Task 1: Scale the entries that begin at the line with "Please help me out — the client would like the swimming" and stop after the line with "222 247 435 310". Give those lines again, requests included, with every bounding-box coordinate in the answers multiplied by 1.05 and rounded to a whole number, halves rounded up.

Selected excerpt:
When a Republican, Diane Harkey of Dana Point, pressed the author, Sen. Juan Vargas, D-San Diego, for a list of rights that cannot be “minimized” and suggested amendments before the bill was approved, she was interrupted by the chairman.

“I will determine whether something gets passed out of the committee or not,” Warren Furutani told Harkey, “and I will determine what we have as discussion.”

As Harkey began to rise from her seat saying she would not attend committee meetings if not needed, Furutani smoothed over the incident. Then he turned to Vargas and said he thought the bill may be too “far reaching.”

Furutani told Vargas that he would appreciate “more wordsmithing and looking at this” and that not “all the people that came up and testified in opposition to the bill are bad guys.”

Harkey stayed, voting “no” along with fellow Republican, Alan Mansoor of Costa Mesa, as the bill passed out of the committee without amendments on a party-line vote and went to the Assembly floor.

A Vargas spokeswoman said the senator is talking to the opposition and has no immediate plans to take up the bill.

Reporter Ed Mendel covered the Capitol in Sacramento for nearly three decades, most recently for the San Diego Union-Tribune. More stories are at http://calpensions.com/ Posted 5 Jul 11

18 Responses to “Public employee unions push bargaining bills”

  1. FLAK88 Says:

    Actually, it appears that the unions are recognizing the possible feasibility for 401Ks for the future but want to be certain the new people get covered by SSA and a few other compensatory measures. Seems fair to me.

  2. neil Says:

    In other words, “We’re the public employee unions, we paid for you, we own your soul, so now it’s time for you to deliver and give us all we want.”

  3. Reilleyfam Says:

    Go Union!

  4. SeeSaw Says:

    The biggest issue should be to make sure that the DB pension system is preserved. Such a system has existed in CA for 97 years, and is one factor in assuring that a stable middle class will persevere, in CA.

Dataset content:
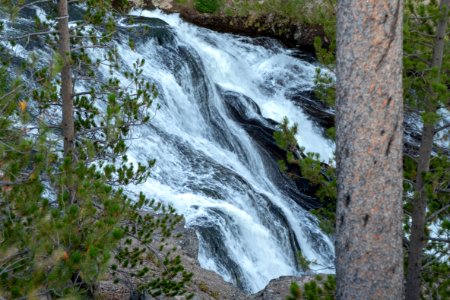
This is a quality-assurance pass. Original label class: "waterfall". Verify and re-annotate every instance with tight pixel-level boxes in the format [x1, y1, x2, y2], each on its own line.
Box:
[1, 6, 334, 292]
--
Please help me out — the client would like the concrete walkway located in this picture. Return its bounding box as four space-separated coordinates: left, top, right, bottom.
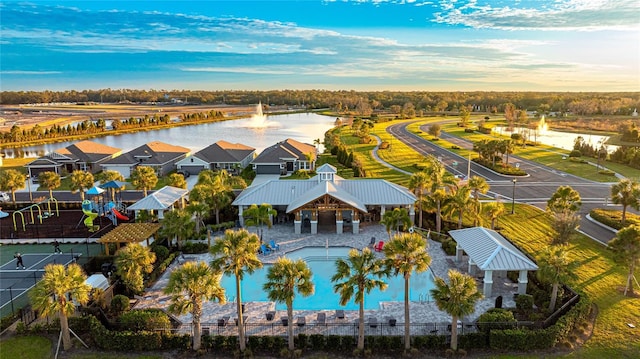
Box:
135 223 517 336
==
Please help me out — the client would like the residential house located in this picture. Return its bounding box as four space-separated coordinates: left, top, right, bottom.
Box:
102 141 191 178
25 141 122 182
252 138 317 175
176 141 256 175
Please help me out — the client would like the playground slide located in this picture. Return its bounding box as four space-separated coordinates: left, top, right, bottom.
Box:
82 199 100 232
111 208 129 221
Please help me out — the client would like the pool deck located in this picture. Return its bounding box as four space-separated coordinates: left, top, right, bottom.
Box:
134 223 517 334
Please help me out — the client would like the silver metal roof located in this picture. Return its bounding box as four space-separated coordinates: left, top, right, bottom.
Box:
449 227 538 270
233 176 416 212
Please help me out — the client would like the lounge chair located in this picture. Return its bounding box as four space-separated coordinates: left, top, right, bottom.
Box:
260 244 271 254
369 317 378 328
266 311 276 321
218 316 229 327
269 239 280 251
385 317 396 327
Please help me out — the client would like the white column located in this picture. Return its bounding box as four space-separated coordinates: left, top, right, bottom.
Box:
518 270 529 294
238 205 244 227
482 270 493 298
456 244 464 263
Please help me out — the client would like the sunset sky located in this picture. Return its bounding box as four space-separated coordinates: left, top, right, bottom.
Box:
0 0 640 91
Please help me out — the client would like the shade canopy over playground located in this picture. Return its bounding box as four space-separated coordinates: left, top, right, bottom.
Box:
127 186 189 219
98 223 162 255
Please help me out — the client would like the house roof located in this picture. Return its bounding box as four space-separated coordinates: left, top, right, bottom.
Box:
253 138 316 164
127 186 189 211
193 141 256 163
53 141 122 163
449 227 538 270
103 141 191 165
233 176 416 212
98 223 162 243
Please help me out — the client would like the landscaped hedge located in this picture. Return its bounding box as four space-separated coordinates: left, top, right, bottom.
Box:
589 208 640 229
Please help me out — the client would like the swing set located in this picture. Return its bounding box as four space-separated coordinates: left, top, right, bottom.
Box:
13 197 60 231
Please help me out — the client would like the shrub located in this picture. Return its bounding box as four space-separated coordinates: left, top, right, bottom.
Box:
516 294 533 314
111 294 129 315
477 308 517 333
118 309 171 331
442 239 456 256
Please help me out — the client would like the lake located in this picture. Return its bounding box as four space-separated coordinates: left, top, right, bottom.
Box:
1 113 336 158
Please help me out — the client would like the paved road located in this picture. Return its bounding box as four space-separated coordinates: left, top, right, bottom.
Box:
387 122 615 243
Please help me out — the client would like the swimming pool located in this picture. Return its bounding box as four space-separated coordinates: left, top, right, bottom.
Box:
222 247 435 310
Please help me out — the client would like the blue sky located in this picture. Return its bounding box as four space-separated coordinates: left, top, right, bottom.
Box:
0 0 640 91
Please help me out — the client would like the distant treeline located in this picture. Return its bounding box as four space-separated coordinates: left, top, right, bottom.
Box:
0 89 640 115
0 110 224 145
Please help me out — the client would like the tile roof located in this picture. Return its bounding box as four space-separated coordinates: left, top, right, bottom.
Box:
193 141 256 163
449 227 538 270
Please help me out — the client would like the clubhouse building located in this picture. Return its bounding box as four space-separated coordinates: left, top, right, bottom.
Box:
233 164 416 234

Task 2: In the article on public employee bargaining bills, rename "unions" to "labor groups" and give the passage again. Begin at the words "18 Responses to" and stop after "fair to me.".

Expected output 1:
Please help me out — the client would like the swimming pool located in this picture. Return its bounding box as four space-separated coordinates: left, top, right, bottom.
Box:
233 259 457 326

Expected output 2:
18 Responses to “Public employee labor groups push bargaining bills”

  1. FLAK88 Says:

    Actually, it appears that the labor groups are recognizing the possible feasibility for 401Ks for the future but want to be certain the new people get covered by SSA and a few other compensatory measures. Seems fair to me.